> _What this task involves_
How many of the lines below contain the string "black"? Case counts, and your reply should be the number alone.
<<<<
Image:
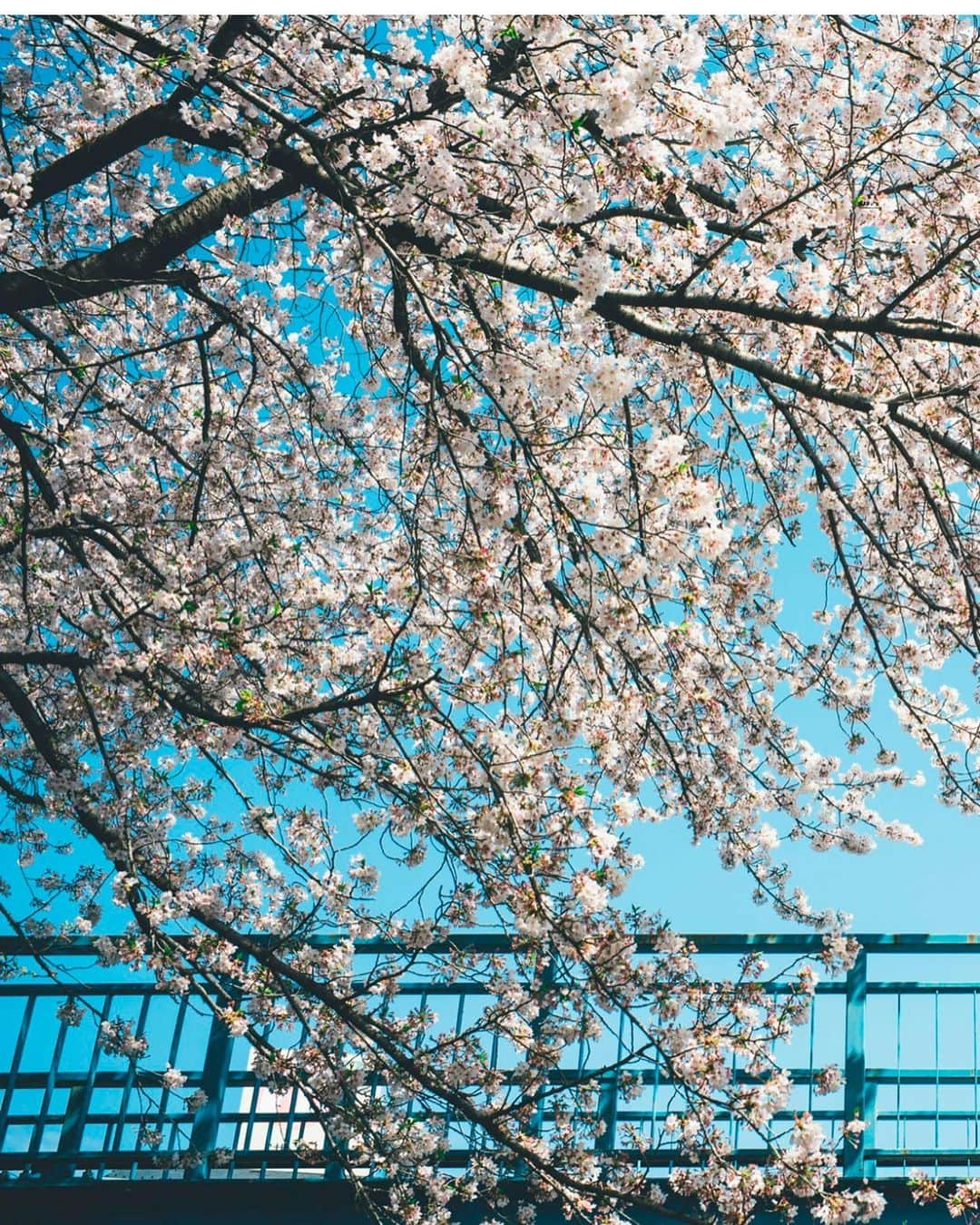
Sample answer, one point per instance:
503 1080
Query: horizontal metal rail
67 1110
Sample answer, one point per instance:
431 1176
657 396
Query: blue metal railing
908 1046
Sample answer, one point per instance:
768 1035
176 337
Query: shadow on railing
69 1110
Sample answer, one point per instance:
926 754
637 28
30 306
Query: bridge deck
903 1024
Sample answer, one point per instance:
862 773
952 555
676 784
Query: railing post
214 1083
535 1124
609 1100
857 1098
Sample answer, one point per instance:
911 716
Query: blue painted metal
855 1083
64 1115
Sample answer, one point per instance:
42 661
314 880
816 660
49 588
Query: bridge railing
902 1025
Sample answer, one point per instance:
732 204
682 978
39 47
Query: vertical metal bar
899 1121
609 1098
975 1084
15 1064
124 1105
854 1066
41 1123
214 1083
936 1098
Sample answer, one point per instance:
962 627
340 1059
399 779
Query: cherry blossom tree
408 419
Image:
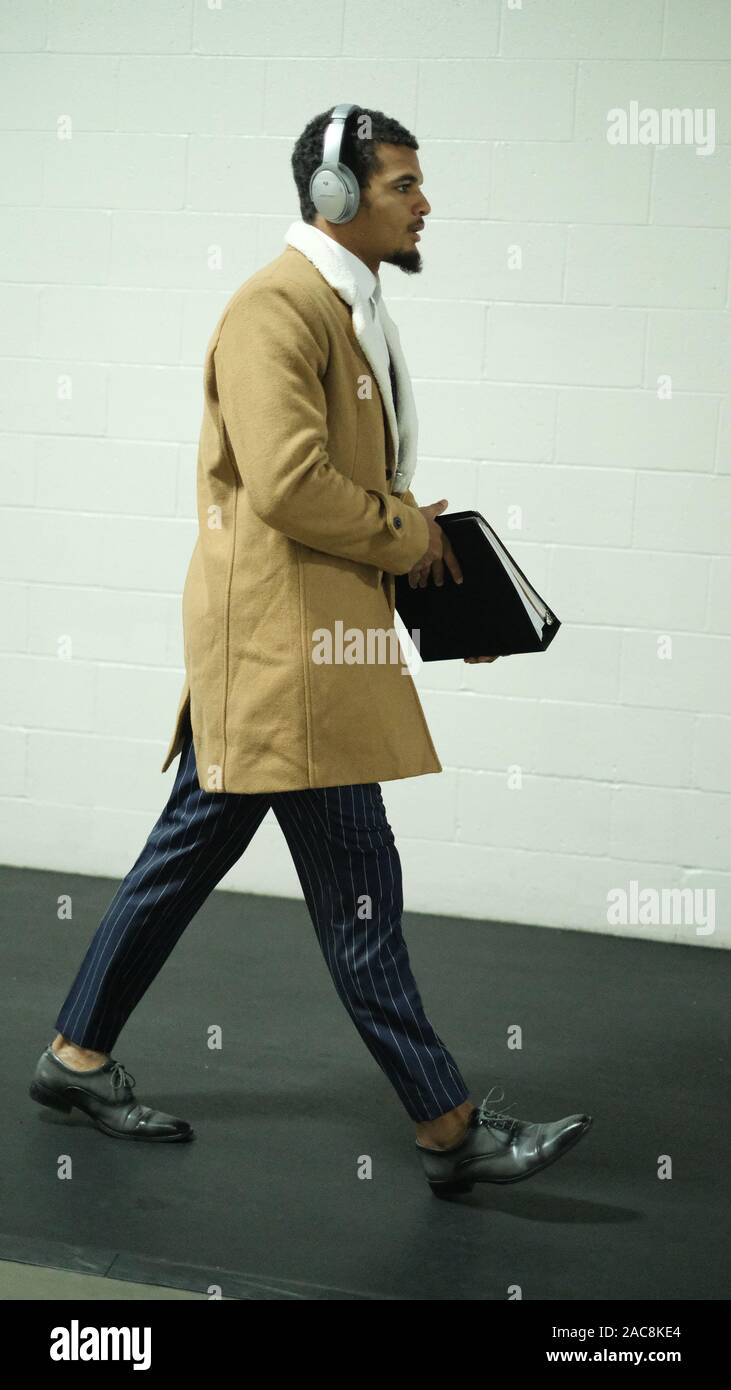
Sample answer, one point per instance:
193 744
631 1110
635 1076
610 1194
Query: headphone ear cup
335 193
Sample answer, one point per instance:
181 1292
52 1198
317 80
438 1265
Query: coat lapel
405 428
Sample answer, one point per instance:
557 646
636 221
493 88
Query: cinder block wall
570 346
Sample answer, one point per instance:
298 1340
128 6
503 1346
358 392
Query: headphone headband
334 188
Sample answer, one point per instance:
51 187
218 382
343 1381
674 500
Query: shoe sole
56 1102
452 1186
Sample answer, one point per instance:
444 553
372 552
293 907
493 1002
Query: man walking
307 449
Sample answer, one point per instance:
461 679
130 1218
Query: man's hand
439 552
432 562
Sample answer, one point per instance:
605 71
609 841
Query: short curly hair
357 153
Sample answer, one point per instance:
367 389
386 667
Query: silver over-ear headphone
334 188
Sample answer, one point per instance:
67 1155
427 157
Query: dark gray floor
266 1203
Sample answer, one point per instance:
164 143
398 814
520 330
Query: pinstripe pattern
343 848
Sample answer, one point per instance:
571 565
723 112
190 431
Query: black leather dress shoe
498 1148
106 1096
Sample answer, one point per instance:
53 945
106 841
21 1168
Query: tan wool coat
299 535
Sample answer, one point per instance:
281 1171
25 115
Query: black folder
495 612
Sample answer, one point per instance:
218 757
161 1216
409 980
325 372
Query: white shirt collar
367 282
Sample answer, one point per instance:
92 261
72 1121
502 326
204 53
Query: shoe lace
120 1076
488 1115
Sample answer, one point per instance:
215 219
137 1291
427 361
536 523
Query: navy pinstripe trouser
343 848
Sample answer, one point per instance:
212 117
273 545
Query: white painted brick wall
537 389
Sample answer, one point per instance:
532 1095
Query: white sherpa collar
405 430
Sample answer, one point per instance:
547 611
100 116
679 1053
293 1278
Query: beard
409 262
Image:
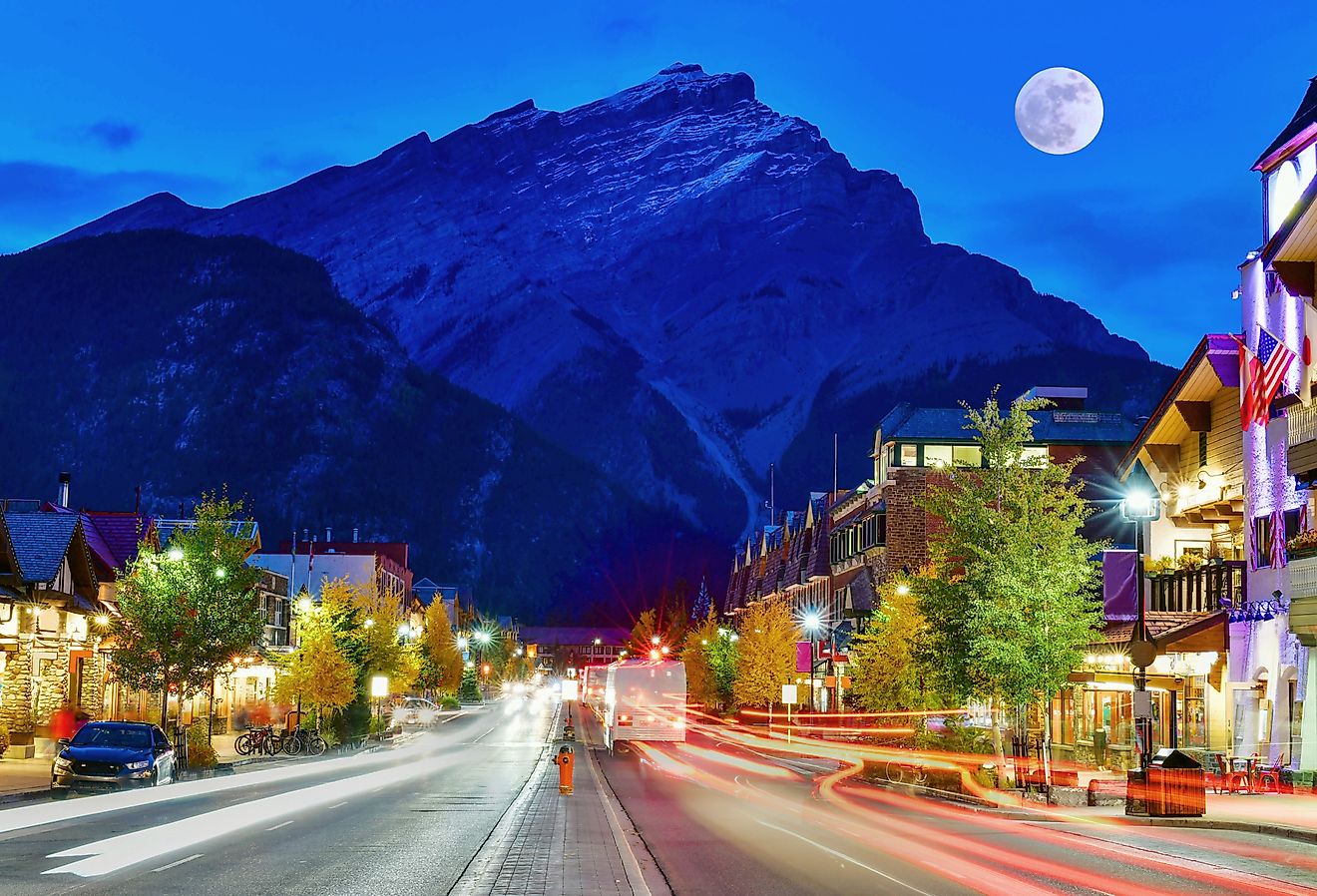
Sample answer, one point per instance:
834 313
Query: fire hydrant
564 760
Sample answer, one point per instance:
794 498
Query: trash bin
1176 785
1135 792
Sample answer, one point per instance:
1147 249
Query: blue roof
905 422
40 543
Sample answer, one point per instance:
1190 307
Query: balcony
1205 589
1303 603
1303 442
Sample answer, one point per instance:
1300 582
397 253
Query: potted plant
1303 545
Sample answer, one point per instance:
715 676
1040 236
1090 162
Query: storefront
1094 717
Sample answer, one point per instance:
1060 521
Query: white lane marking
124 850
174 864
847 858
46 813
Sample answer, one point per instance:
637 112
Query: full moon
1059 111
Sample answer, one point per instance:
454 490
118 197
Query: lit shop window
937 455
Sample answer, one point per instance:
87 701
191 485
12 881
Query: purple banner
803 655
1119 589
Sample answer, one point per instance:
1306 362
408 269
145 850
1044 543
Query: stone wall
16 699
908 525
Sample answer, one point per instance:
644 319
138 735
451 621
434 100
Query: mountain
182 362
674 283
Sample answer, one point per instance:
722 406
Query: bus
645 699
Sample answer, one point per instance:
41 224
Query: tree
1012 600
469 691
319 672
703 608
889 665
768 636
188 608
710 657
440 648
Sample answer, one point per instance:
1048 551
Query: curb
978 806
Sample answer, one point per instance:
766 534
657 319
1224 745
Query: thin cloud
>>>>
> _Finished exercise_
2